(Beginning of RECORDS TO PROCESS)

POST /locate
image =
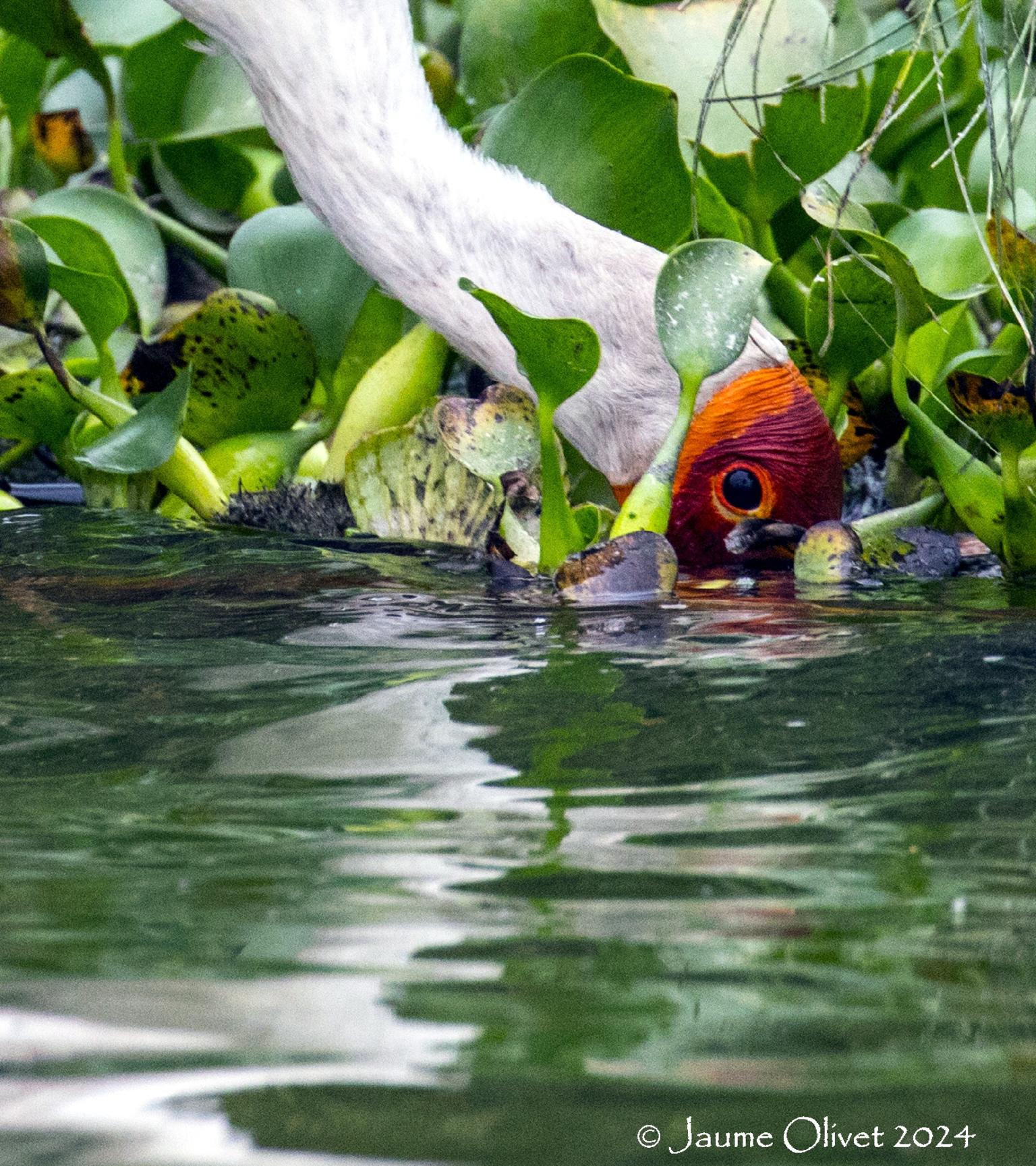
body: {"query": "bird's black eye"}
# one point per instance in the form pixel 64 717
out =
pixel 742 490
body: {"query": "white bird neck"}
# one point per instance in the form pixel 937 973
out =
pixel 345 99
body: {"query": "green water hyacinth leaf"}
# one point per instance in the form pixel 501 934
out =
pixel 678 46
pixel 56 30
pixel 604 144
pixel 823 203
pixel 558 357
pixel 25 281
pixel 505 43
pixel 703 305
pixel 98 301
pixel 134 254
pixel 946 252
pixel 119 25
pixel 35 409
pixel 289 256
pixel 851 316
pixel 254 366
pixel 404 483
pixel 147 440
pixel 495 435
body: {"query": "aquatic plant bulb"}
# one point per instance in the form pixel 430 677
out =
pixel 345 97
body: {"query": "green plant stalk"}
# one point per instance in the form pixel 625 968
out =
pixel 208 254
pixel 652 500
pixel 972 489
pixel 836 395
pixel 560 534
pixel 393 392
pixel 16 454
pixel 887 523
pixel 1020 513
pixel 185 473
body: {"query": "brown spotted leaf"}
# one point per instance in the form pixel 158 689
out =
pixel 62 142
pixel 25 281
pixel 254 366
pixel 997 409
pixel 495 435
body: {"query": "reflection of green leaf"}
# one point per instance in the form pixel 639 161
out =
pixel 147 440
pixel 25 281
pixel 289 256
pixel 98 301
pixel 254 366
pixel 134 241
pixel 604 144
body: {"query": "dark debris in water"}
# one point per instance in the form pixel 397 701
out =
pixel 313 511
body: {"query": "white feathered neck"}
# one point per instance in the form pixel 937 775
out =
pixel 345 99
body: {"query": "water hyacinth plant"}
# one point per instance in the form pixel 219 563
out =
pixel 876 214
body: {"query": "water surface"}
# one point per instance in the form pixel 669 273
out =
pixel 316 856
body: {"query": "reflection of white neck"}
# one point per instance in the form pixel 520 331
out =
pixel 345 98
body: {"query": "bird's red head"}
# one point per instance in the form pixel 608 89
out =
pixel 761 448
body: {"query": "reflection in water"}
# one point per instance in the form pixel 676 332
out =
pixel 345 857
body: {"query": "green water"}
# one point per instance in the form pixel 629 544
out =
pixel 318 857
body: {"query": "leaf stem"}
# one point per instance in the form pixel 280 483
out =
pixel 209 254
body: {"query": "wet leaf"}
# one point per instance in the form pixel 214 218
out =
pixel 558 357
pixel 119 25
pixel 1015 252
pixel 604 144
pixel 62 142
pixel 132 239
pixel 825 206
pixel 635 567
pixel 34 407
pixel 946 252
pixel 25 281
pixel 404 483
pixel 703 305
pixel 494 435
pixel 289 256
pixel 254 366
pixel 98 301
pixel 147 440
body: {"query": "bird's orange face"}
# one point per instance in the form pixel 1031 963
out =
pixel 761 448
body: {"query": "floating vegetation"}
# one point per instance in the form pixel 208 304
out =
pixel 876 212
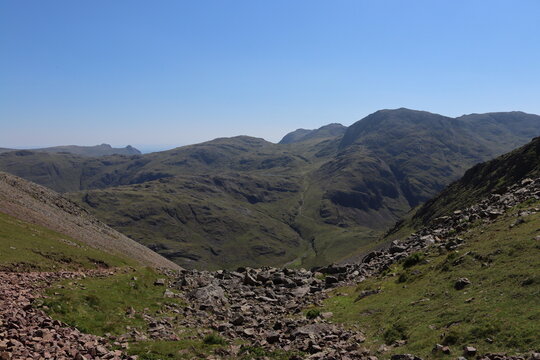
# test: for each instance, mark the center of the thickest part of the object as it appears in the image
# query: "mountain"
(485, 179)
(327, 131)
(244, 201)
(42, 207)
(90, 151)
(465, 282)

(End of RECORDS TO PROCESS)

## AIM OF THE TASK
Repeat the listing above exactly, omitting the pictures it contains.

## RESULT BELOW
POST /locate
image =
body: {"query": "bird's black eye"}
# one point per instance in the form pixel 64 717
out =
pixel 742 490
body: {"query": "white bird neck"}
# one point per instance in the form pixel 937 973
out =
pixel 345 99
body: {"query": "green water hyacinth leaf"}
# one point per instance in the form pixel 501 934
out =
pixel 678 46
pixel 56 30
pixel 604 144
pixel 823 203
pixel 558 357
pixel 25 281
pixel 505 43
pixel 703 305
pixel 98 301
pixel 134 254
pixel 946 252
pixel 119 25
pixel 35 409
pixel 289 256
pixel 851 316
pixel 254 366
pixel 404 483
pixel 147 440
pixel 495 435
body: {"query": "aquatic plant bulb"}
# one point per instance in the form pixel 430 677
out =
pixel 345 97
body: {"query": "green plant stalk"}
# one point per instance in the form pixel 625 968
out =
pixel 208 254
pixel 652 500
pixel 972 489
pixel 836 395
pixel 560 534
pixel 393 392
pixel 16 454
pixel 887 523
pixel 1020 513
pixel 185 473
body: {"query": "brown spotted leaf"}
# one point per instance in the form pixel 158 689
out =
pixel 62 142
pixel 25 281
pixel 254 366
pixel 997 409
pixel 495 435
body: {"query": "reflection of green leaf"}
# one point per instance in the form pixel 639 161
out =
pixel 147 440
pixel 25 281
pixel 289 256
pixel 98 301
pixel 254 366
pixel 134 241
pixel 604 144
body: {"query": "dark debris in water"}
# one point per instance in the form pixel 397 701
out =
pixel 313 511
body: {"query": "white feathered neck"}
# one point per instance in the form pixel 937 775
out =
pixel 345 99
body: {"query": "water hyacinth plant"}
# one point per instance in the form pixel 219 563
out =
pixel 876 214
body: {"query": "water surface"}
# one point per instance in the form pixel 669 273
out =
pixel 316 856
body: {"query": "reflection of white neck"}
# one point per instance in the form pixel 520 331
out =
pixel 345 98
body: {"query": "bird's red head"}
# one point per instance in the form pixel 608 89
out =
pixel 761 448
body: {"query": "reflection in water"}
# one point per instance in the form pixel 676 332
out =
pixel 345 857
body: {"query": "green water"}
# one point per instance in the form pixel 629 544
out =
pixel 318 857
body: {"query": "leaf stem"}
# one point per instance in the form pixel 280 483
out =
pixel 209 254
body: {"query": "wet leaf"}
# one point per instance in the form pixel 214 218
out =
pixel 558 357
pixel 119 25
pixel 1015 252
pixel 604 144
pixel 62 142
pixel 132 239
pixel 825 206
pixel 635 567
pixel 34 407
pixel 946 252
pixel 25 281
pixel 404 483
pixel 703 305
pixel 494 435
pixel 289 256
pixel 254 366
pixel 98 301
pixel 147 440
body: {"query": "bird's orange face"}
# one point per instance in the form pixel 1031 963
out =
pixel 761 448
body: {"query": "floating vegetation"}
# one point per instance in the form pixel 208 304
out =
pixel 876 212
# test: for each instance, mark the center of the thickest part of the object as it appears in the image
# query: "mountain"
(485, 179)
(327, 131)
(244, 201)
(42, 207)
(90, 151)
(465, 282)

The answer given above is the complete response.